-- Exercise --
Locate every line in the material below that contains the string "office", and copy each of those lines.

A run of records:
::::

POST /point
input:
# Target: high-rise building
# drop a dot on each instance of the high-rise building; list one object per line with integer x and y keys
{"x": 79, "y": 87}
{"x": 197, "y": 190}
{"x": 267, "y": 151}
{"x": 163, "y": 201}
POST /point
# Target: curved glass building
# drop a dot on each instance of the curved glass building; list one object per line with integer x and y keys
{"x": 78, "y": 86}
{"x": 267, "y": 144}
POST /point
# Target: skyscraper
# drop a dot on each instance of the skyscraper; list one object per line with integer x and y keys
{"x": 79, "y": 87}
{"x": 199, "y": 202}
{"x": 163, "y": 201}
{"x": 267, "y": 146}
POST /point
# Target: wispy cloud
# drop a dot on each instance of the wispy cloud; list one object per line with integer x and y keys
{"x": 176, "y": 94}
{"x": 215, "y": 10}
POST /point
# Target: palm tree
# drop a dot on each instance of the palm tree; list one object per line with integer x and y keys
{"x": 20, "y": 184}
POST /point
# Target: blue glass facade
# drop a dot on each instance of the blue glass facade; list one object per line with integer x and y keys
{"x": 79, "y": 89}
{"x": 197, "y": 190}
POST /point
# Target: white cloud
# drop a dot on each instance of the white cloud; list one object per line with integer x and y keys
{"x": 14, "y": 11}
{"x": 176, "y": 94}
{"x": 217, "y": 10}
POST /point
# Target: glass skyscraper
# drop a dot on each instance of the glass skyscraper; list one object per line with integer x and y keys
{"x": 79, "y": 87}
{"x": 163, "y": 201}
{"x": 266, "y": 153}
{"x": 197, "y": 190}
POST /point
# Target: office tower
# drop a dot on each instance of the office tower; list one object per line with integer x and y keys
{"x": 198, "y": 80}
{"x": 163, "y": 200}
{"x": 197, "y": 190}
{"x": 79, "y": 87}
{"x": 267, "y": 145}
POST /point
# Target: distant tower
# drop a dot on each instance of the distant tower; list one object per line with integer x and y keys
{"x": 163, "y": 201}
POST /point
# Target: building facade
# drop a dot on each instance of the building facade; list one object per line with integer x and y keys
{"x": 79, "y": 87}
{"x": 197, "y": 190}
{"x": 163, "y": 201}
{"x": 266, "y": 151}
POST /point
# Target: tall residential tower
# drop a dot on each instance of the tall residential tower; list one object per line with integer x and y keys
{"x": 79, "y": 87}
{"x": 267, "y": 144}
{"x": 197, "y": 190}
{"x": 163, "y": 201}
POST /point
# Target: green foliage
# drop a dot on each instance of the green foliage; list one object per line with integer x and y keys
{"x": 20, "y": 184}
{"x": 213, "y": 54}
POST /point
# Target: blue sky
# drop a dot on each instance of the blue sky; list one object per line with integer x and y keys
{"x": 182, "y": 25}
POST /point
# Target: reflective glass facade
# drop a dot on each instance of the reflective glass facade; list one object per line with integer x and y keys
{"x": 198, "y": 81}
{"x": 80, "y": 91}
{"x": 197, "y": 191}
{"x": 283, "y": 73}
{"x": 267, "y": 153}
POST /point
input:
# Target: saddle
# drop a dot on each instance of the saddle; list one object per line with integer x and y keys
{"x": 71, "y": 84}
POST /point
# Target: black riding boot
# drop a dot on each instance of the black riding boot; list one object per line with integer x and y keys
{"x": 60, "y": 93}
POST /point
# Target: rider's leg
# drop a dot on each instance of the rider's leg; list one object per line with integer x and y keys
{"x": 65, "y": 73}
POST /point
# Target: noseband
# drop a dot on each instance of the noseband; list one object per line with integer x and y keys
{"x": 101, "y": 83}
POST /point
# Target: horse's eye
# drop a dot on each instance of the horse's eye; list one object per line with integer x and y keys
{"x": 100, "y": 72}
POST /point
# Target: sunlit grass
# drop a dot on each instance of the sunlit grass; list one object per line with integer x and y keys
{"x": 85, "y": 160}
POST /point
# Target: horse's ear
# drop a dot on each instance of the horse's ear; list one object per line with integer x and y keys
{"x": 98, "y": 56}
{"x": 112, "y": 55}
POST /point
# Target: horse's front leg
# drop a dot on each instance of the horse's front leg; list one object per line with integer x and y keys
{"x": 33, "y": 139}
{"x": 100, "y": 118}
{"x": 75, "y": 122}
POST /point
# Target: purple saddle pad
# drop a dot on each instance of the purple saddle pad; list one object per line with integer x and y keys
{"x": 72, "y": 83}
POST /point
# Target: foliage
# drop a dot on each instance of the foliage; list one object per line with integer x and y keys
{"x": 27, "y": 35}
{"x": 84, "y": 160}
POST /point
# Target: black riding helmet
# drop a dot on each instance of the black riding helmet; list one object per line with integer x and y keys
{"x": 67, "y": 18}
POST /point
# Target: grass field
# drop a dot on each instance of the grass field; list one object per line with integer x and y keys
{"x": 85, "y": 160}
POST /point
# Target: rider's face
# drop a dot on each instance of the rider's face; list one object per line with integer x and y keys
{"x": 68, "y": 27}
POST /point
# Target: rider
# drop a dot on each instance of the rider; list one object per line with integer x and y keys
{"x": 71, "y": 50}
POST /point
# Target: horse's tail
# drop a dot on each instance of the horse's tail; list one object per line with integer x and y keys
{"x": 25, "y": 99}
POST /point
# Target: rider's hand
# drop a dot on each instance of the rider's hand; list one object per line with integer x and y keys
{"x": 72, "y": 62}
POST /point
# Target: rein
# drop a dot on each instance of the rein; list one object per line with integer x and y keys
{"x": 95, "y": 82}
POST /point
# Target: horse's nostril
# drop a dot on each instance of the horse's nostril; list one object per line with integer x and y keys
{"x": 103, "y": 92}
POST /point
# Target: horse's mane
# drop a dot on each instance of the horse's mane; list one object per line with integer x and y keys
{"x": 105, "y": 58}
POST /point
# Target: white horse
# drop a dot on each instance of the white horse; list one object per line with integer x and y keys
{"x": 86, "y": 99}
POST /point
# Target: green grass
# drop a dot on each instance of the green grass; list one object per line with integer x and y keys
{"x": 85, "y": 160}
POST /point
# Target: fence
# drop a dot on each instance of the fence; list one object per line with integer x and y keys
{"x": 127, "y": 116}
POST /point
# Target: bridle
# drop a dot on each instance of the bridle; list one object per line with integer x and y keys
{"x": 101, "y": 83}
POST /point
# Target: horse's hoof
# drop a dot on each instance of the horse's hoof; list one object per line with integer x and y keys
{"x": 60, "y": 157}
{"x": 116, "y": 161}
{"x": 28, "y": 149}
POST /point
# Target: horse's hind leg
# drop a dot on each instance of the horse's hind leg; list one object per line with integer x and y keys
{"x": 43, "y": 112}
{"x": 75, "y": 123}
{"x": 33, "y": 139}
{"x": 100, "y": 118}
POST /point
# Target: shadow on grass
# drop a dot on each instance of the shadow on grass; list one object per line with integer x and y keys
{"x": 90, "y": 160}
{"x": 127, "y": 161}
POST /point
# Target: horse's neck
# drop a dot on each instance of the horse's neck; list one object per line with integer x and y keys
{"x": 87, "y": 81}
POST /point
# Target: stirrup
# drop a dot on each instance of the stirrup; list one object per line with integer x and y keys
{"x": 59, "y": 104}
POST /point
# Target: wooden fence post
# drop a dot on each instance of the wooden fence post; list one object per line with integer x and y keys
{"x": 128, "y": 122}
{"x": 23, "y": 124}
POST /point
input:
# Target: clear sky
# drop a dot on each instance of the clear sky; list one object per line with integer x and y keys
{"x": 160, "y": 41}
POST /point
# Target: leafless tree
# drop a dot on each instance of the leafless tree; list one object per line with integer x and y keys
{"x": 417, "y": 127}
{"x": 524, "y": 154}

::::

-- Solution for this exercise --
# Target: office tower
# drop a dot on each instance of the office tower; list one object per line with integer x and y keys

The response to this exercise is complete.